[Stored items]
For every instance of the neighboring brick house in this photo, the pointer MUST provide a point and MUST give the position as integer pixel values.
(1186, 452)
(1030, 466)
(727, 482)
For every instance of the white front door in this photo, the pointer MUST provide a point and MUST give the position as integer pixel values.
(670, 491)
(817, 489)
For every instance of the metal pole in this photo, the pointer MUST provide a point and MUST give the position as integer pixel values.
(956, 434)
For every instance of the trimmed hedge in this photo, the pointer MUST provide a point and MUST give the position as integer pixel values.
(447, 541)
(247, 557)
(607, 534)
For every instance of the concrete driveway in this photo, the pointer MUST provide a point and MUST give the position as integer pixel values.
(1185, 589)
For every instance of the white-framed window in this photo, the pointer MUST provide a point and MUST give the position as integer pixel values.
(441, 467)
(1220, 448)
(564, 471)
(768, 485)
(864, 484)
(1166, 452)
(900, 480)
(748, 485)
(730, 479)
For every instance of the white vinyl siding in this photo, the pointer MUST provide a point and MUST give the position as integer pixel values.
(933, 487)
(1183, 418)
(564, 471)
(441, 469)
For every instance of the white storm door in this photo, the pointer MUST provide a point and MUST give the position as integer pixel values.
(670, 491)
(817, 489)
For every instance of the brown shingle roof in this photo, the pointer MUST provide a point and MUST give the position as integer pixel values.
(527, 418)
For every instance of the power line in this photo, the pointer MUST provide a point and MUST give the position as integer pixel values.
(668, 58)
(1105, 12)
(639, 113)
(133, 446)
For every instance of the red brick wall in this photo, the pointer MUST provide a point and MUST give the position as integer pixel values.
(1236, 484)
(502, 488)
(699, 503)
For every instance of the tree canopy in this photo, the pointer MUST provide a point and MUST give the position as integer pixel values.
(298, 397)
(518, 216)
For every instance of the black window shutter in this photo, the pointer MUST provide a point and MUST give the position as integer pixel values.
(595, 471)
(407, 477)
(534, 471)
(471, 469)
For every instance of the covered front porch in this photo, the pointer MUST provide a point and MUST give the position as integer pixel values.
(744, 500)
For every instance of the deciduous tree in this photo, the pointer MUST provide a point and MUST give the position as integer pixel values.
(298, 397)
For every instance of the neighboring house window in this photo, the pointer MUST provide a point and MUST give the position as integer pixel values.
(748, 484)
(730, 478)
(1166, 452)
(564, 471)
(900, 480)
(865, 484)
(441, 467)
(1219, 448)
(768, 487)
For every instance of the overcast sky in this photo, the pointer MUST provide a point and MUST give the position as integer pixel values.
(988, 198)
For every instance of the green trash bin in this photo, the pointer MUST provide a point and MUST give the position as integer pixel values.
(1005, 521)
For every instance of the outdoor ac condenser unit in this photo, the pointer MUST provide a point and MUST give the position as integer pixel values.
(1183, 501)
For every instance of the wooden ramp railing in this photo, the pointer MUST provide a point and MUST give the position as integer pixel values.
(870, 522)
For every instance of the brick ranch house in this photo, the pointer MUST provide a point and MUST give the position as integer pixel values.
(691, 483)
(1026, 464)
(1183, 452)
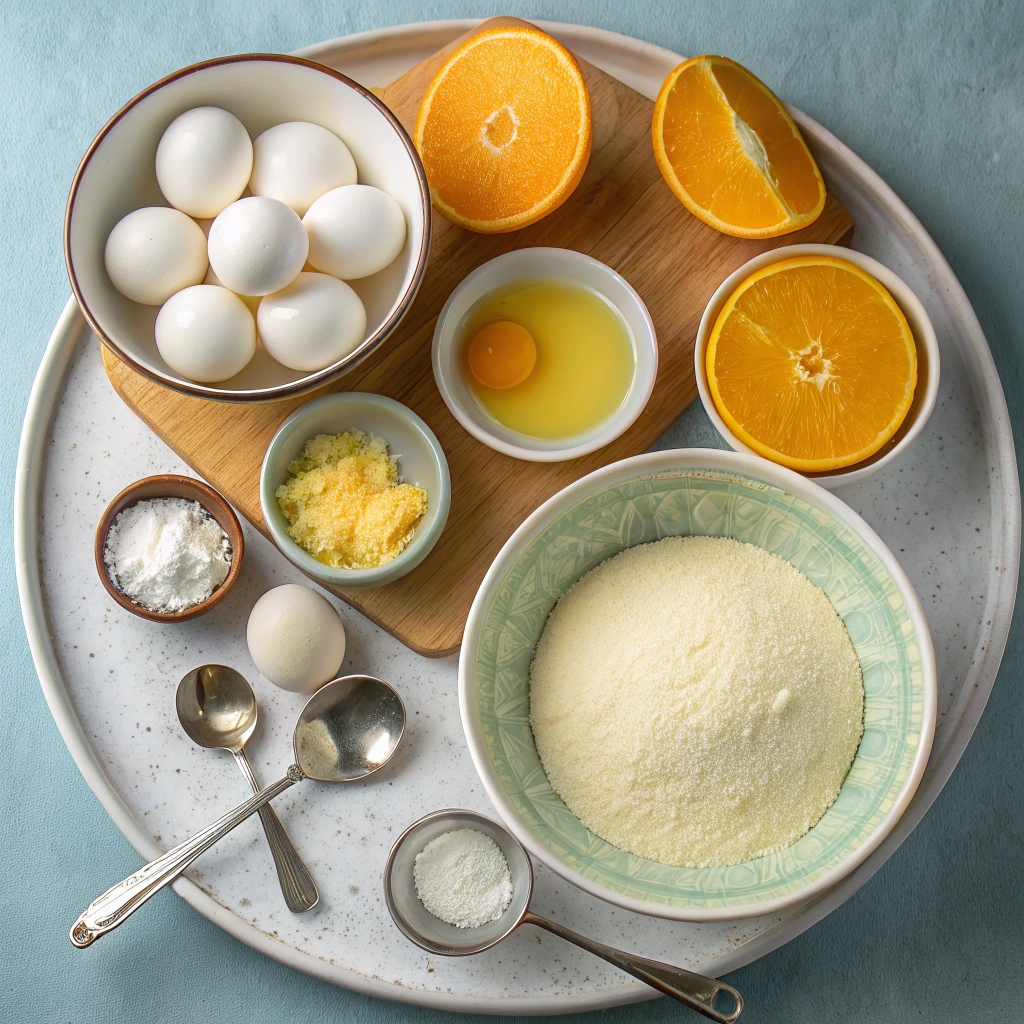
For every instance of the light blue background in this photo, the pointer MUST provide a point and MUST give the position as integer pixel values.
(930, 93)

*What this task involves:* Retype the listing from its first line up to and including the line that contains "(1185, 589)".

*Solution below:*
For every instance of the neighboring brick house in this photo, the pointer MUST provide a point and MUST give the position as integer pixel values.
(1186, 452)
(1030, 466)
(727, 482)
For every instance of the white front door in this photo, the pointer MUST provide a point and MUST give the position as integer pixel values.
(670, 491)
(817, 489)
For every instance of the metal pole in this photo, the pointer MUST provide a point and MUST give the position as integer pixel values.
(956, 434)
For every instance of the trimmed hedge in this photo, the pointer MUST provide a point and MUST give the position as integer pixel values.
(447, 541)
(247, 557)
(607, 534)
For every instance of the concrete driveway in this photo, the pointer MUST provide a point and MUST give the position as integer pixel values.
(1185, 589)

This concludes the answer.